• [Stated problem]
Gather every line in the items below that contains the word "brown", matching case exactly.

• [Given records]
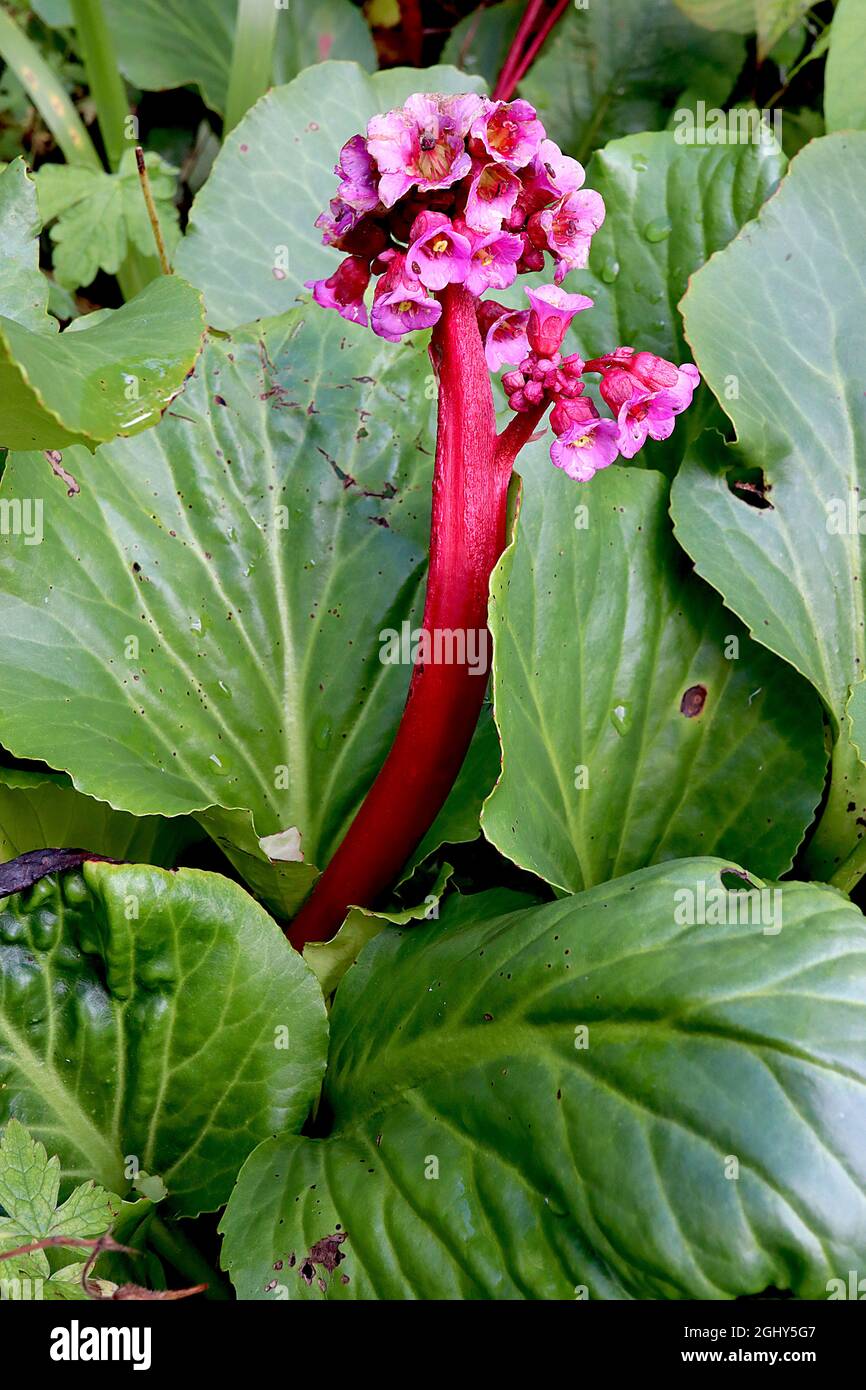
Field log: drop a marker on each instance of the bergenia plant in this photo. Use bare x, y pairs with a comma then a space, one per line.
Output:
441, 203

...

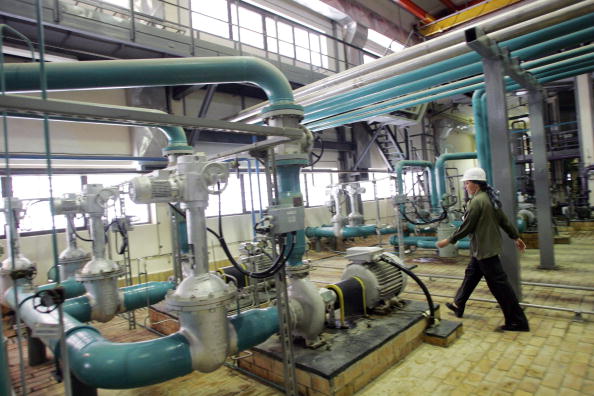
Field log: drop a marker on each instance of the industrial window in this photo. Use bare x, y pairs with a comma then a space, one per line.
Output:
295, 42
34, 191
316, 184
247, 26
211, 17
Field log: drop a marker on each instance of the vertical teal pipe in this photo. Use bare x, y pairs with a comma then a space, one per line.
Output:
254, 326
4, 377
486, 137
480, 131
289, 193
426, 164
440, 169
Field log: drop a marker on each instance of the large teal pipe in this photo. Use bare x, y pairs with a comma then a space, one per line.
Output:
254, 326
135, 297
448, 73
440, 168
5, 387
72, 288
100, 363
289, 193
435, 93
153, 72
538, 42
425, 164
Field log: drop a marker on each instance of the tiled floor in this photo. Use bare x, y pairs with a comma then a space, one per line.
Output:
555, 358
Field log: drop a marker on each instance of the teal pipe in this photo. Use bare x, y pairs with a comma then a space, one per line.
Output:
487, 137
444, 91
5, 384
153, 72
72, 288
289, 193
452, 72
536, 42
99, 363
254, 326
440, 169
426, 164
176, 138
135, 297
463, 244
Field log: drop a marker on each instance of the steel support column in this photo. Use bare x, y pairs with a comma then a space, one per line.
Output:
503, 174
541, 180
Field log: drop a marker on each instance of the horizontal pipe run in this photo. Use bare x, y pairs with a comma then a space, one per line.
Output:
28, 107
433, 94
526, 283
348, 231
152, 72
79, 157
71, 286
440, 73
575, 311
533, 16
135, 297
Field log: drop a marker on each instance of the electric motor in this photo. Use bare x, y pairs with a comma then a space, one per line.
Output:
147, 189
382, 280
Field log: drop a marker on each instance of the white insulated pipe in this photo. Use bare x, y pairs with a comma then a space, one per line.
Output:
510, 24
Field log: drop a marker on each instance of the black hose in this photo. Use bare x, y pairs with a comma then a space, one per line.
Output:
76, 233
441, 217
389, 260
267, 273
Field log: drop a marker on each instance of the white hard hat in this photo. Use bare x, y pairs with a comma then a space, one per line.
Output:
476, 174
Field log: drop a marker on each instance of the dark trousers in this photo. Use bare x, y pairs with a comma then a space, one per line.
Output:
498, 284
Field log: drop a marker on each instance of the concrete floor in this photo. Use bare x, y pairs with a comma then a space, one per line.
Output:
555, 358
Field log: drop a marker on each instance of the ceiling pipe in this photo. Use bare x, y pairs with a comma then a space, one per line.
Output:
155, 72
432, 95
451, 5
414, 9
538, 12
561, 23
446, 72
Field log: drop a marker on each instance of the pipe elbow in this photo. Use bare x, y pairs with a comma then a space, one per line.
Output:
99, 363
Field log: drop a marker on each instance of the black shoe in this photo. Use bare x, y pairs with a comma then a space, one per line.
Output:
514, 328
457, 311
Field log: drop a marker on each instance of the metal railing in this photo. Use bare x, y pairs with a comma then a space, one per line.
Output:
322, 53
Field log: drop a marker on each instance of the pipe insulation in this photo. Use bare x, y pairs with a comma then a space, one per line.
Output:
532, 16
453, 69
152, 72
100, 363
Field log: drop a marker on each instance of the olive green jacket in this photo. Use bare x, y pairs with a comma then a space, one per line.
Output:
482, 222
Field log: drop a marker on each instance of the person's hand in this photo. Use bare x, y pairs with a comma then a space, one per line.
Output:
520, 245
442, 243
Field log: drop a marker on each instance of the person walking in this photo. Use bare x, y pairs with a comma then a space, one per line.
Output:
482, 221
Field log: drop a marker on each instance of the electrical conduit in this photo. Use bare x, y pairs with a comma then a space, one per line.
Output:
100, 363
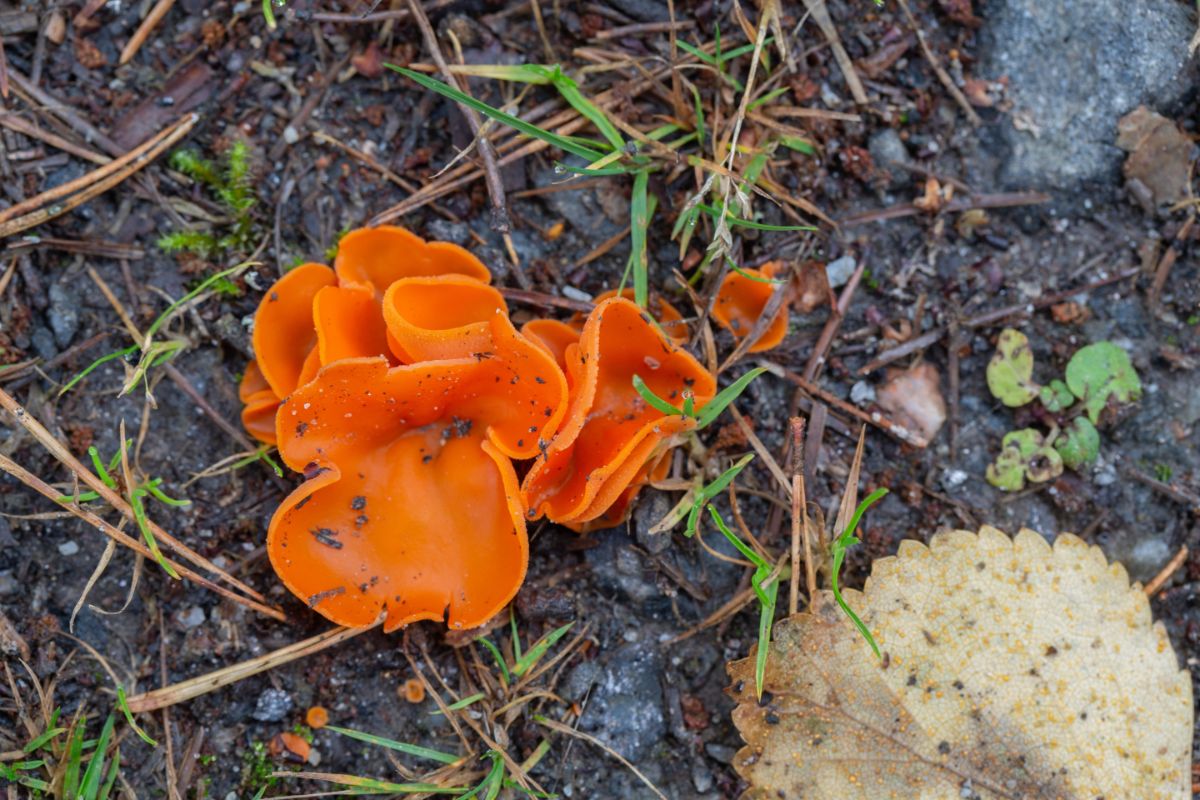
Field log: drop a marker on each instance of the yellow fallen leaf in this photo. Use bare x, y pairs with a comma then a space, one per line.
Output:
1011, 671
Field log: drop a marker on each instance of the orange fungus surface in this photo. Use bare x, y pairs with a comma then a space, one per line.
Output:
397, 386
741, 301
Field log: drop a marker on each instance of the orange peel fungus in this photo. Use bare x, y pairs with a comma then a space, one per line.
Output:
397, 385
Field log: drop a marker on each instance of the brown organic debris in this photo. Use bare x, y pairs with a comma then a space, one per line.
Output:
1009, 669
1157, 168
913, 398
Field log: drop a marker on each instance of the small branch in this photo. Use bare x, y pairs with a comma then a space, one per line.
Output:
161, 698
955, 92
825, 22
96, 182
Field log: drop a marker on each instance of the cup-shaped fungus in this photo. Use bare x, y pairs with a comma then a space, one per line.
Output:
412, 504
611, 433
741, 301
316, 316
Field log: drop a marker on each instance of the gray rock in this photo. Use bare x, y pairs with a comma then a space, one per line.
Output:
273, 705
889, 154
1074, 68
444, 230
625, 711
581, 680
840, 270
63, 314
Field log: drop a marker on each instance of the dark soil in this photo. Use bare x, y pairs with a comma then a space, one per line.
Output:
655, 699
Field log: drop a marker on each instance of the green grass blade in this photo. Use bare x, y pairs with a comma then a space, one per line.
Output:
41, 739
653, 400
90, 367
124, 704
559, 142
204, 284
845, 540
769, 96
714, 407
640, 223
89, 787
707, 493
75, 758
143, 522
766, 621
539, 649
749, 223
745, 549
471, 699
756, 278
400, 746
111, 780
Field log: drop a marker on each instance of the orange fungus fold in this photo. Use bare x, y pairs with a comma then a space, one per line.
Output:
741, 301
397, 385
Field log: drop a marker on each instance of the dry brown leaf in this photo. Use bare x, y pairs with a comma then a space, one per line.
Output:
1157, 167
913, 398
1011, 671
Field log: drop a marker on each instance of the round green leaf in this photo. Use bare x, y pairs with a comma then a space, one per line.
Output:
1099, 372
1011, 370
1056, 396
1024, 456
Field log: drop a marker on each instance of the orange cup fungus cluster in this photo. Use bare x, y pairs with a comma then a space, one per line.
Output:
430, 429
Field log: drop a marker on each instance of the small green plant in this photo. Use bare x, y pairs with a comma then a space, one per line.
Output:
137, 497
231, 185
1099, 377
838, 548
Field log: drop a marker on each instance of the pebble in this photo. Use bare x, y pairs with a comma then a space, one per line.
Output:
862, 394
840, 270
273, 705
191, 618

• [Complete answer]
Field log: drop a marker on each instance of the brown organic debris in this photo. Use bare x, y pairs with a comma then a space, one per line.
Field log: drop a marker on each instance of the dry brown leaf in this photo. Use bare x, y pairs with a comma then a space, one per line.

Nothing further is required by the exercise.